BRIEF
Whatever runs from the line with "dark blurred person" to the end of the records below must be copied exactly, with nothing else included.

INPUT MATERIAL
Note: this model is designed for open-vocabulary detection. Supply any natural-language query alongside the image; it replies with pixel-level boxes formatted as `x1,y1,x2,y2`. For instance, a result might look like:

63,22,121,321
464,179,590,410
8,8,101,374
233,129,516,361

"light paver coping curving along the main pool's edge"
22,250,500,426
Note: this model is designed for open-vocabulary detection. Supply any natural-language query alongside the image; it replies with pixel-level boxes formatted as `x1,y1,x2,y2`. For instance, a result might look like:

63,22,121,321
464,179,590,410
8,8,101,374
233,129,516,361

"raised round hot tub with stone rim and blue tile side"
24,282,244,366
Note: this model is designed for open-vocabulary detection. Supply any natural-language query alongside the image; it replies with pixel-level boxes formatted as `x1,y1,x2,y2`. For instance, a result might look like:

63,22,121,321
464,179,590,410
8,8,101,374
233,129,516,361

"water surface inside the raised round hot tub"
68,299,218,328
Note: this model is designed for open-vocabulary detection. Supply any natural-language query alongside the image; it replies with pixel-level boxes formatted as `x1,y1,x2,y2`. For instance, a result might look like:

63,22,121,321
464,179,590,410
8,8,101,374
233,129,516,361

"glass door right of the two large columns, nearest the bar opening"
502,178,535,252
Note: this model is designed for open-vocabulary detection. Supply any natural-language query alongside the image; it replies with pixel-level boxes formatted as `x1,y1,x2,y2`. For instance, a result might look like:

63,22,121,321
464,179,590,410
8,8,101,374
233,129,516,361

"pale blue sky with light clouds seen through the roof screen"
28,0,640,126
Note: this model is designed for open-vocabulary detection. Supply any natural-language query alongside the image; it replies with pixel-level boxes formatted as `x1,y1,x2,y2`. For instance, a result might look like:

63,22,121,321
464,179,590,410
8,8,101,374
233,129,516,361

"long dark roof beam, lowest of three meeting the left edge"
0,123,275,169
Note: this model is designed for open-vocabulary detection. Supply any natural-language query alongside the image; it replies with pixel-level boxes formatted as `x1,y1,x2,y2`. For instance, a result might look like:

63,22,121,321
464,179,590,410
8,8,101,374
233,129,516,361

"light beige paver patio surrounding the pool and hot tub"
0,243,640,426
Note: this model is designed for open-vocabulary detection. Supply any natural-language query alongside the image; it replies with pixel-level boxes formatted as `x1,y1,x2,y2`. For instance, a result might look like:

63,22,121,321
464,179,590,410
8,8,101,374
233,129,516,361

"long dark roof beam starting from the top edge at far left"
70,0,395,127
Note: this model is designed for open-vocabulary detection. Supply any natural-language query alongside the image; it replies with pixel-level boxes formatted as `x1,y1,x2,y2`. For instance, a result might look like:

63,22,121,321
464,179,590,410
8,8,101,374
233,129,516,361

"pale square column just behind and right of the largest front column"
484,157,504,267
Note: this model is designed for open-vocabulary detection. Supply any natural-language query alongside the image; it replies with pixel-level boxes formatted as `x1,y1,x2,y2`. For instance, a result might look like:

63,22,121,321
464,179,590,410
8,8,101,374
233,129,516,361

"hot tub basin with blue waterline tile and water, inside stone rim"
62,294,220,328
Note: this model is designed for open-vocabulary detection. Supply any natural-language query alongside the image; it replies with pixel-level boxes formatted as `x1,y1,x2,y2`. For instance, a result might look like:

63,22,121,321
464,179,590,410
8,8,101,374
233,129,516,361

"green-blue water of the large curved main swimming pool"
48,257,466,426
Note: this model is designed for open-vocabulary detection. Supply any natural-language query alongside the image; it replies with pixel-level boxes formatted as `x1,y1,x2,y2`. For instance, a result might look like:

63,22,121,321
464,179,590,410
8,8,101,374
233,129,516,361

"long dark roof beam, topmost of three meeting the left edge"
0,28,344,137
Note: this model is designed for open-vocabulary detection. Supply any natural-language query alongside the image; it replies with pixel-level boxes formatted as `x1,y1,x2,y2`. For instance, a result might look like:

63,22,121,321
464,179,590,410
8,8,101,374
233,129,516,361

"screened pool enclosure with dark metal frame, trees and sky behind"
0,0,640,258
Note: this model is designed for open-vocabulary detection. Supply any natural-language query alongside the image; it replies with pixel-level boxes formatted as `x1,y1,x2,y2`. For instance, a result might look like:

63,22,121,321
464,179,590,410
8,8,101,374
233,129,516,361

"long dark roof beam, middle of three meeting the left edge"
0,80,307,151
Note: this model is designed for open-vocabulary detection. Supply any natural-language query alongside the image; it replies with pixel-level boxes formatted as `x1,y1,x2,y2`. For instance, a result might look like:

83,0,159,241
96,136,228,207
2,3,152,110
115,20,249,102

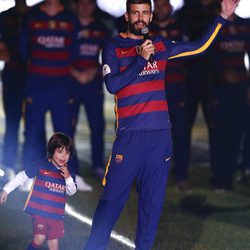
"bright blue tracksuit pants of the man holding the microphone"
85,130,172,250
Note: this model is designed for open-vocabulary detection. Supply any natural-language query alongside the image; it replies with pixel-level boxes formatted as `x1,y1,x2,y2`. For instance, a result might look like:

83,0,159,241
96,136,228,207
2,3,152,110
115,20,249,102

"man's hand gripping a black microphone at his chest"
141,27,155,63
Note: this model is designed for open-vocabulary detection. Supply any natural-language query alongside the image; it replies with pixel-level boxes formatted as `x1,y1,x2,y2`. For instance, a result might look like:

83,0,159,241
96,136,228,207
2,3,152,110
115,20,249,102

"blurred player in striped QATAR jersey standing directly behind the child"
20,0,92,191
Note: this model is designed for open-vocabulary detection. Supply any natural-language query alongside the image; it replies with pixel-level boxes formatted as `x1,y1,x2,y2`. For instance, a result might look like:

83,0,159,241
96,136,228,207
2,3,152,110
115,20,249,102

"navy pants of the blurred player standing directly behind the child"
23,77,73,168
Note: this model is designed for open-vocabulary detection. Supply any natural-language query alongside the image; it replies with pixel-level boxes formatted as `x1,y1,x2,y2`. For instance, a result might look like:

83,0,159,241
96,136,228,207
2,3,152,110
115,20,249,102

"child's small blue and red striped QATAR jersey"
24,159,75,220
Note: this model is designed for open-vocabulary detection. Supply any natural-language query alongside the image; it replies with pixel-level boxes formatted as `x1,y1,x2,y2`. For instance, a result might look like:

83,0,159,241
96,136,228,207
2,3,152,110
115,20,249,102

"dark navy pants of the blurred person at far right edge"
210,84,247,189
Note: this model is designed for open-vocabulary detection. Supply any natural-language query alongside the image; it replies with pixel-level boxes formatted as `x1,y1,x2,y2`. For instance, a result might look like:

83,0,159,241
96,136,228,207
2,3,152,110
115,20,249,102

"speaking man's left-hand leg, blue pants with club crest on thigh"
85,133,144,250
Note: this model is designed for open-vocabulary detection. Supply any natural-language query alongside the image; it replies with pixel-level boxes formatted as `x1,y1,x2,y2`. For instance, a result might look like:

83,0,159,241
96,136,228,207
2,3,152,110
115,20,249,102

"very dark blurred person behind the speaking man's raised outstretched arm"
176,0,220,165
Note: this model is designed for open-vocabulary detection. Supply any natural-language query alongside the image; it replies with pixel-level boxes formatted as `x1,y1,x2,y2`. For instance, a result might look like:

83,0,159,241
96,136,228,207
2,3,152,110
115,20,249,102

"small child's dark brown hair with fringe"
47,132,74,158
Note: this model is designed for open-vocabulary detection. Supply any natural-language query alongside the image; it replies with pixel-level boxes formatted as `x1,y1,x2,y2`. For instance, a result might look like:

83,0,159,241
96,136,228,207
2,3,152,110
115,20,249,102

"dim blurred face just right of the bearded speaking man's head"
154,0,172,21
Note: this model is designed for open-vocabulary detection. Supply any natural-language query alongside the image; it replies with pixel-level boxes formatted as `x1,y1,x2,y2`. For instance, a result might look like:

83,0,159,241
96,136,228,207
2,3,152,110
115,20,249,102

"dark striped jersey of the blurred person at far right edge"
209,16,250,84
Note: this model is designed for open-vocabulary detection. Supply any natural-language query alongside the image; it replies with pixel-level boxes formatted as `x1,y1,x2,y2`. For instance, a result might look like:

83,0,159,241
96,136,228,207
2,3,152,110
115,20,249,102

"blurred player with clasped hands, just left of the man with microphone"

TASK SOLUTION
"very dark blurred person behind the speaking man's raised outstretched arm"
176,0,220,165
Note: this model is designed for open-vocabulary detection. Supply any natural-language query alongside the image; it replies with pixel-level boxes formatted as `x1,y1,x2,y2`. For instance, a result might look like:

83,0,159,241
96,136,228,207
2,3,152,110
115,20,249,102

"small child's dark brown hair with fringe"
47,132,74,158
Note: this model is designed for open-vocabulary detection. Supply any natural-language query alongside the image; it replies with pixel-level boxes formatted as `x1,y1,x2,y2`. For instance, a result might look like:

83,0,159,241
96,136,228,207
2,3,152,110
115,20,249,102

"dim blurred face just right of the bearded speaking man's head"
154,0,172,21
Note: this model is designed for open-vocabulary detection. Supply any natural-language query alongside the image; it replies with pixel-level boxes formatted as `x1,y1,x2,y2`. For instance, a result might look like:

83,0,159,241
96,136,228,207
2,3,152,110
115,20,249,102

"dark striped jersey of the blurred person at far right edge"
209,16,250,84
Note: this model is designed for open-vocabulary detection. Supply any natural-language query alongside the image; it replies with pixel-level boxes formatted as `x1,y1,x2,y2`. For instance, a result might look like:

83,0,159,241
96,136,228,207
2,3,152,110
115,20,249,102

"blurred player with clasped hands, just left of the man with microphone"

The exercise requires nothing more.